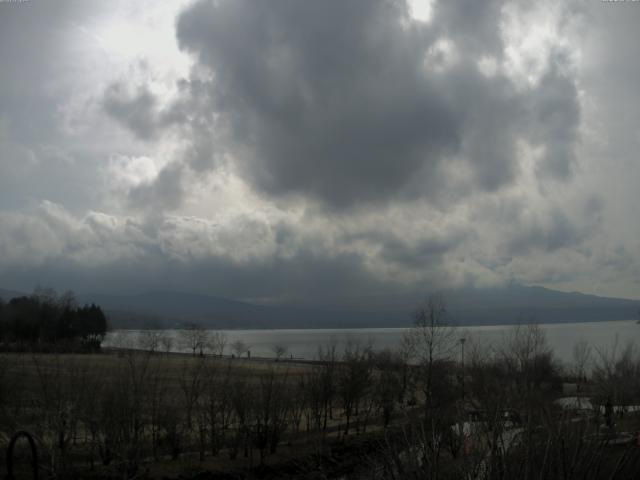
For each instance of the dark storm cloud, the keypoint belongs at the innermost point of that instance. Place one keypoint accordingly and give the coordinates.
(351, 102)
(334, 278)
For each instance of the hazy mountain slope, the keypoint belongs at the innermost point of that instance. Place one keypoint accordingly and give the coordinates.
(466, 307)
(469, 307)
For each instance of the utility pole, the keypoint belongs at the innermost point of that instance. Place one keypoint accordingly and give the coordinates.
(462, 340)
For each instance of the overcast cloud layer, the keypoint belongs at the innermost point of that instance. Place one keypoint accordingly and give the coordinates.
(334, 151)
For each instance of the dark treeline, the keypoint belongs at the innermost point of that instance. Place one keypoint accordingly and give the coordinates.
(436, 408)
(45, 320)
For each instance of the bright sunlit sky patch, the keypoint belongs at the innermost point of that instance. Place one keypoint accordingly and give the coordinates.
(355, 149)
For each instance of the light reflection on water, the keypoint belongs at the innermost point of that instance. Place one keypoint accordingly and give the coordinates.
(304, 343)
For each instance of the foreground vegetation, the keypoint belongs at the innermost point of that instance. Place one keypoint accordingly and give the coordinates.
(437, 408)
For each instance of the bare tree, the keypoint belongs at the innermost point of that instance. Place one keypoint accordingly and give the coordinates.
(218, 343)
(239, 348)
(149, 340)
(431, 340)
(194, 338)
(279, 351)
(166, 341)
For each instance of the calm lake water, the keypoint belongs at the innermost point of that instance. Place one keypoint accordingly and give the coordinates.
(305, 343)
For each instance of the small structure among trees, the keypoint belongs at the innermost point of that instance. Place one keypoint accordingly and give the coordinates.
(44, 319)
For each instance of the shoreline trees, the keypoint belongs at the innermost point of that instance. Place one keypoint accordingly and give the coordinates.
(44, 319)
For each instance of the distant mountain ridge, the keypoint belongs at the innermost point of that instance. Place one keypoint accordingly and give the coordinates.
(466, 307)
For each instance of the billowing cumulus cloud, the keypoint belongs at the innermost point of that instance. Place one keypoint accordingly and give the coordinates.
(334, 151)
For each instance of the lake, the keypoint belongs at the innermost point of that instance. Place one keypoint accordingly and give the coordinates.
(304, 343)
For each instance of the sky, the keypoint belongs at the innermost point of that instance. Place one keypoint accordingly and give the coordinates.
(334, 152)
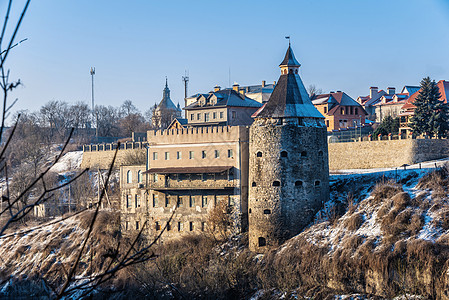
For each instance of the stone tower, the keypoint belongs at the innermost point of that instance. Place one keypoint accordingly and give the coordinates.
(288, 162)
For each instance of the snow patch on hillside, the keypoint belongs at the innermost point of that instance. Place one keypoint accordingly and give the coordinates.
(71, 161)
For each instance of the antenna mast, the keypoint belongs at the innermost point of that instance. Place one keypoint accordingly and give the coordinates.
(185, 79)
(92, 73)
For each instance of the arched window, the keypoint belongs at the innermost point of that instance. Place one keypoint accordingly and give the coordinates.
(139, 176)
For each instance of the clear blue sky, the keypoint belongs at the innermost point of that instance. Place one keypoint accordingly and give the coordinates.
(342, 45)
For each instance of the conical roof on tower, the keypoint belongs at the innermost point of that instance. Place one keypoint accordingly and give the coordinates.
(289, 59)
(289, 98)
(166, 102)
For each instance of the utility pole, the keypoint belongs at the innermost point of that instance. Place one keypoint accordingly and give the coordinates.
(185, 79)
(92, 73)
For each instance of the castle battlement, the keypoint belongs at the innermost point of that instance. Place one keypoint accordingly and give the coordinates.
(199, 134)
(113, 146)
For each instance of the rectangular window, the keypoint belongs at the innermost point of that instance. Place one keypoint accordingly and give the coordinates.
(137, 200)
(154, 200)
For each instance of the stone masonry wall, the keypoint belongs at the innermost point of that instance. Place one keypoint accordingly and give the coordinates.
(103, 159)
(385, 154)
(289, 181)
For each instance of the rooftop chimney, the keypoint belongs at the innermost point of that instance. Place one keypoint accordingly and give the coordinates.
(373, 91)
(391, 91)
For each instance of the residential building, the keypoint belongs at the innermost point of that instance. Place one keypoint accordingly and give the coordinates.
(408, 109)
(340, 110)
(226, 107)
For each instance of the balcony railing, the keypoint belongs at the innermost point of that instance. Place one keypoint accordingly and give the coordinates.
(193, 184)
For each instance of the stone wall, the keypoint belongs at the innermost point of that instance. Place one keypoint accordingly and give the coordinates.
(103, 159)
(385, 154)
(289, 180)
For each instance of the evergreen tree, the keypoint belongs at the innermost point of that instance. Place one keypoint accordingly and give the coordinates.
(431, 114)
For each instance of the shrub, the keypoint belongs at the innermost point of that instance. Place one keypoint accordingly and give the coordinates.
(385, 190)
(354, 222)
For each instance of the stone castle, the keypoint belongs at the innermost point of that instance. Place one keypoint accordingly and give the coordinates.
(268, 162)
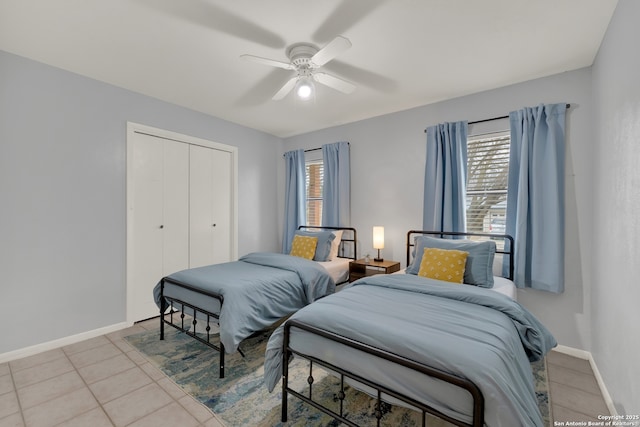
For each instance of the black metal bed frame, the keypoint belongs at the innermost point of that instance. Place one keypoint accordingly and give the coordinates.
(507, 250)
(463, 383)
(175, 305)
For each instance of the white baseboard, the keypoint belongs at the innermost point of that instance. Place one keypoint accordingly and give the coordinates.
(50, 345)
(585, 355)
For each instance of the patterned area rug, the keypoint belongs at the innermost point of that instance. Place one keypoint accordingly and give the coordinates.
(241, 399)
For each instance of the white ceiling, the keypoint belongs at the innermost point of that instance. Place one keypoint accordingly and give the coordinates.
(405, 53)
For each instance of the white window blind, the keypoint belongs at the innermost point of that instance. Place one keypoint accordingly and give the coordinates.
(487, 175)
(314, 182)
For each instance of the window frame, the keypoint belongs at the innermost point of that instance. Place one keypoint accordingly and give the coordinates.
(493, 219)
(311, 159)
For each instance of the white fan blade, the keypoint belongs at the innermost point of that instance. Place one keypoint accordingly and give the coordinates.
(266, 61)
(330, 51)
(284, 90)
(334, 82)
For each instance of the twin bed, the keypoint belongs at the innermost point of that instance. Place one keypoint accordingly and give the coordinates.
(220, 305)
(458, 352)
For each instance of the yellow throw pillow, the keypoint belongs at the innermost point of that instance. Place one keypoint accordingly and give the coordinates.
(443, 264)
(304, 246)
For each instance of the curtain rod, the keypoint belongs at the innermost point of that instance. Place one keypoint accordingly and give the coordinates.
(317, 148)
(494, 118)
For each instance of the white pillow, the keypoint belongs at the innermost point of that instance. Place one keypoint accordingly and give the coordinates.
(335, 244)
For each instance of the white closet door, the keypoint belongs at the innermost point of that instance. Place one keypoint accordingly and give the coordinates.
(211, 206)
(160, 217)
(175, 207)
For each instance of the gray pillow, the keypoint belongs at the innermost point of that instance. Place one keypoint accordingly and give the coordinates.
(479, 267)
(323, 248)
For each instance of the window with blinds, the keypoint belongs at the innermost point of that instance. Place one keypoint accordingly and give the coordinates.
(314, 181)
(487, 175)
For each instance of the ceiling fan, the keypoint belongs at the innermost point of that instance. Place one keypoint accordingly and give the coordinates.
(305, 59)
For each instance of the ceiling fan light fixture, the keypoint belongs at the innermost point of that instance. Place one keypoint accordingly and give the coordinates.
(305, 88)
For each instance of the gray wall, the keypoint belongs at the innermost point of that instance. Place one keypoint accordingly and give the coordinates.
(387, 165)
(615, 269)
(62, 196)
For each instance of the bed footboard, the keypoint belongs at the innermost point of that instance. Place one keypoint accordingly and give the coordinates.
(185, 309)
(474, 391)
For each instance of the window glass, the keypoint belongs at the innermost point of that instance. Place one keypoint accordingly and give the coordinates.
----------------------------------------
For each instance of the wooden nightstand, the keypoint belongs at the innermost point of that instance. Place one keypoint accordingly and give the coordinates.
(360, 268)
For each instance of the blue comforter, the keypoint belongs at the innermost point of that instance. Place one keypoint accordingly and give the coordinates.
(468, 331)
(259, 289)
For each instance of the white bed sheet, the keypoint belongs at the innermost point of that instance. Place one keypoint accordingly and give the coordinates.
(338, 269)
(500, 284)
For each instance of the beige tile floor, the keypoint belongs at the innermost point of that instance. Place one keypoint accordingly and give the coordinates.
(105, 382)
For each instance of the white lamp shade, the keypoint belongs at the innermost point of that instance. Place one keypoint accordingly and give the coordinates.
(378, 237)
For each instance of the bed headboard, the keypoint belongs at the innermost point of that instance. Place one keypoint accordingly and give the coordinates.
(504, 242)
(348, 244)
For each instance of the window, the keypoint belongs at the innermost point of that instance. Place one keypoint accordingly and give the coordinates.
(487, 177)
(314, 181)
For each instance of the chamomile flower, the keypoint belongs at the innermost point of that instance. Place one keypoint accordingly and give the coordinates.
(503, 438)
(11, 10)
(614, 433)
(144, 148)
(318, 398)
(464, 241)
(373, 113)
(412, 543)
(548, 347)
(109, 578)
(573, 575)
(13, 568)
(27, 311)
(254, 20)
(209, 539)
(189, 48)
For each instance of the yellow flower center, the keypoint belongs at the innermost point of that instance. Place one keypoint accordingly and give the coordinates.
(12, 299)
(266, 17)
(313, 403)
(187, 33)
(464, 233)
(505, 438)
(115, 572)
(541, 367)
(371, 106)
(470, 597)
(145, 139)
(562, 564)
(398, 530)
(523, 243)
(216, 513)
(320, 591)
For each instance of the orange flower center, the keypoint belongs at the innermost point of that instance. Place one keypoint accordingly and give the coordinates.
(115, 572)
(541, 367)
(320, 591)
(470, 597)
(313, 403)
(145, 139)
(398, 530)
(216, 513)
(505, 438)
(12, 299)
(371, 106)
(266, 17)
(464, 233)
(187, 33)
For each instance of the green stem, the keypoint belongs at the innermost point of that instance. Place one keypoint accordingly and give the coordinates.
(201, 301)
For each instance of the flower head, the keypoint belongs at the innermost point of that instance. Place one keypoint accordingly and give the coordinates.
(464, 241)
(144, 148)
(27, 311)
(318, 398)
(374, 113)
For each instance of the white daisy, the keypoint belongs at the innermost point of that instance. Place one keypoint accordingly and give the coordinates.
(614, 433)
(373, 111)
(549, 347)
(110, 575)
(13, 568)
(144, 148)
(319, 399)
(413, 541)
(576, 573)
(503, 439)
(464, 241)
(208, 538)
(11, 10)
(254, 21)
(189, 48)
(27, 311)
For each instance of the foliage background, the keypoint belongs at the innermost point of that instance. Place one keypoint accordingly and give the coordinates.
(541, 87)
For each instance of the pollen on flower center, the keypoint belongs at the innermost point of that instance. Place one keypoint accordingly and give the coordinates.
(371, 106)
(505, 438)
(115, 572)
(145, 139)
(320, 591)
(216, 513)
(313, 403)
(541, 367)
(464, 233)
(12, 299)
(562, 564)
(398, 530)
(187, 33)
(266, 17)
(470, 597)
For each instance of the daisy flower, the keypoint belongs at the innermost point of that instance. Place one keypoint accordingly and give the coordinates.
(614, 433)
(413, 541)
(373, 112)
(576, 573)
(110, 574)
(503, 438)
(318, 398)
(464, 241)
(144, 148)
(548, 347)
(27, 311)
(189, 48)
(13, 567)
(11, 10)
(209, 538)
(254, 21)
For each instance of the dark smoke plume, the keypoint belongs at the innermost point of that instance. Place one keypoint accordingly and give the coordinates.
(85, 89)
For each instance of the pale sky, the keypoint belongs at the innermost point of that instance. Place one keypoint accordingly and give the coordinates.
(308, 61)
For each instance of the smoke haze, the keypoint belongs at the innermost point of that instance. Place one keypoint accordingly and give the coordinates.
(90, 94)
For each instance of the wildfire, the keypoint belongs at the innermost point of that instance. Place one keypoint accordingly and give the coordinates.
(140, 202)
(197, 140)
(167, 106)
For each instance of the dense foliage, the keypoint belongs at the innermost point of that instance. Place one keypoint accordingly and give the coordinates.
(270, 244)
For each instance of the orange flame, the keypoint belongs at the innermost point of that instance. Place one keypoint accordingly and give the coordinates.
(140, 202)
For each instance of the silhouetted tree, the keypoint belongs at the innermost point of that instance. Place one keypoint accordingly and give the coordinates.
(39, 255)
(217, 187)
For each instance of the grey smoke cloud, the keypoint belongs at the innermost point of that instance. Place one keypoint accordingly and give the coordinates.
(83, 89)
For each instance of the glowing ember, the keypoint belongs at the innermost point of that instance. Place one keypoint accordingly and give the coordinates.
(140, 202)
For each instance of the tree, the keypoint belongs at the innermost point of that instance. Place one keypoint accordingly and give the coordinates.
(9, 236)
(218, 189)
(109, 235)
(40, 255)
----------------------------------------
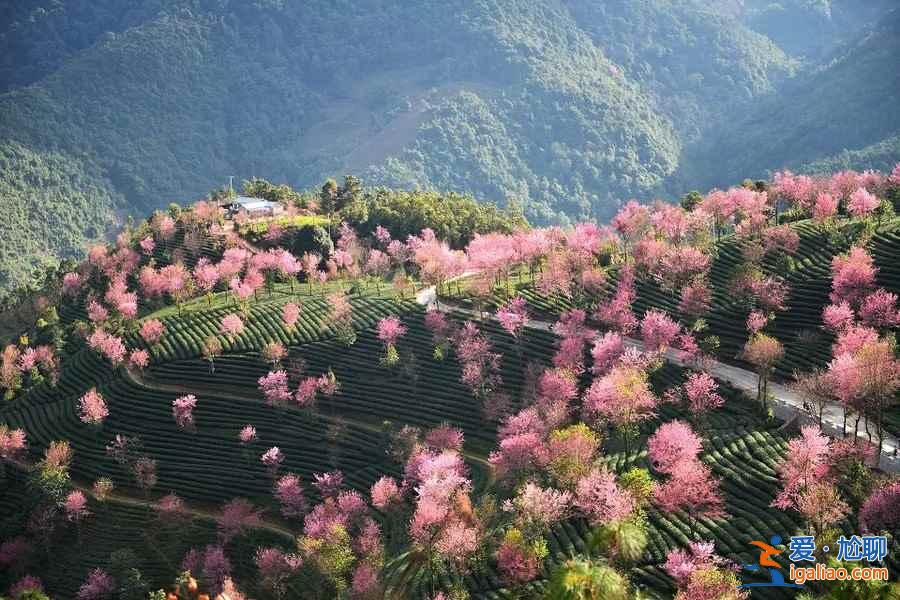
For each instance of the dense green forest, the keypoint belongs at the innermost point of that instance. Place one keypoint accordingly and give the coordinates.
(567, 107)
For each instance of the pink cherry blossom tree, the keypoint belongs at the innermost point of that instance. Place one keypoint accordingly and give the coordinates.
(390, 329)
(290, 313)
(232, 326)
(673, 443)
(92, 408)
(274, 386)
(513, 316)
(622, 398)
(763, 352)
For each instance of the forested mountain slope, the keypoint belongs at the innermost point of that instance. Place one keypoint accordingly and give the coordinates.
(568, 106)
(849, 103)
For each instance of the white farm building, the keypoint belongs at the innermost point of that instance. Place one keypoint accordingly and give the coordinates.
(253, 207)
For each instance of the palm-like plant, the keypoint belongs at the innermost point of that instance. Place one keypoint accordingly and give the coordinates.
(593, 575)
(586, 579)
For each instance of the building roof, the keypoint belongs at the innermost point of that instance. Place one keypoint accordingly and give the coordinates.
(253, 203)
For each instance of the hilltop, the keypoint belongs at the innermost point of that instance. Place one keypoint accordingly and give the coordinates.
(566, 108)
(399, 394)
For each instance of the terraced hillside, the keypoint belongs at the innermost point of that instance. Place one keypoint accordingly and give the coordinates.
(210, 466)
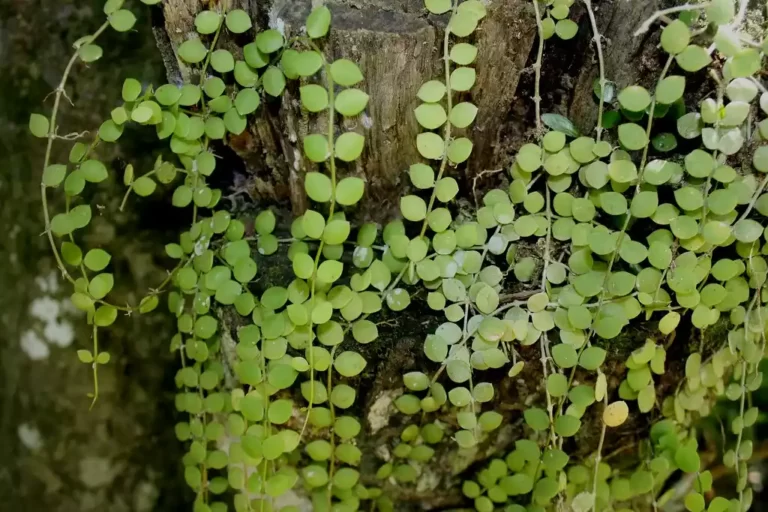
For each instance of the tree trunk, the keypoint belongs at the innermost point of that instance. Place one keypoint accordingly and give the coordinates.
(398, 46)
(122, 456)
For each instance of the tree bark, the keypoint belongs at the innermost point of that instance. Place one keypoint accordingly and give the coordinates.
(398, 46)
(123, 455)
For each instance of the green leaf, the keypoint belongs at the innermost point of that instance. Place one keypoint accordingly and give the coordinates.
----------------------------------------
> TASK DIRECTIONS
Give only the number of lines in the rows above that contain the string "blue", counting a match only when its case is the same.

> COMPLETED TASK
2